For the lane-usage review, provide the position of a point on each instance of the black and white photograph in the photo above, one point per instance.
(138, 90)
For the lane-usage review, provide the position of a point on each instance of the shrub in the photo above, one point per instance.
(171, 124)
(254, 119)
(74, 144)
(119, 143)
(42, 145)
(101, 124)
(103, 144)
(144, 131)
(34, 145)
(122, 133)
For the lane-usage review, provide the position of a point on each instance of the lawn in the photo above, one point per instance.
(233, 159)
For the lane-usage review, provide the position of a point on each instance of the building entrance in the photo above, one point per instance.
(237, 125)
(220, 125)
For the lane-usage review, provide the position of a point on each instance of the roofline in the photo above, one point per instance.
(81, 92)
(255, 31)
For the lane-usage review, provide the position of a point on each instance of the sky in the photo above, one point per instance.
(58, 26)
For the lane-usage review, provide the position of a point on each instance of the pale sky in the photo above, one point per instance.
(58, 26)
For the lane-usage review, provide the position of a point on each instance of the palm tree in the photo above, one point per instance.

--- --- ---

● **GIVEN EXERCISE**
Write out the whole listing again. Match it word for word.

● **RESPONSE**
For the lane-usage review, provide the position of a point on each instance of the black and white photograph in the photo above, one point per instance.
(138, 90)
For the lane-usage review, provide the position of a point on each instance of the shrub in the photo above, one point per instance.
(171, 124)
(254, 119)
(74, 144)
(119, 143)
(42, 145)
(101, 124)
(103, 144)
(144, 131)
(34, 145)
(122, 133)
For the lane-usage review, provide the position of a point on each instance of the lawn in the photo above, one point per instance.
(233, 159)
For the lane-usage review, provide the position of a point on each instance of the building entrance in the photo above, one point per instance.
(237, 125)
(220, 125)
For the lane-usage review, provide the position of a point on each instance of the roofline in the photo above, one point per instance.
(81, 92)
(255, 31)
For the lane-usage review, provide the position of a point on each instance of the sky in the photo above, one point per instance.
(58, 26)
For the lane-usage review, provide the position of a point on each instance of the pale sky in the photo above, one point per instance.
(58, 26)
For the lane-usage review, provide the position of a point on each instance of the palm tree in the photo above, one point per instance.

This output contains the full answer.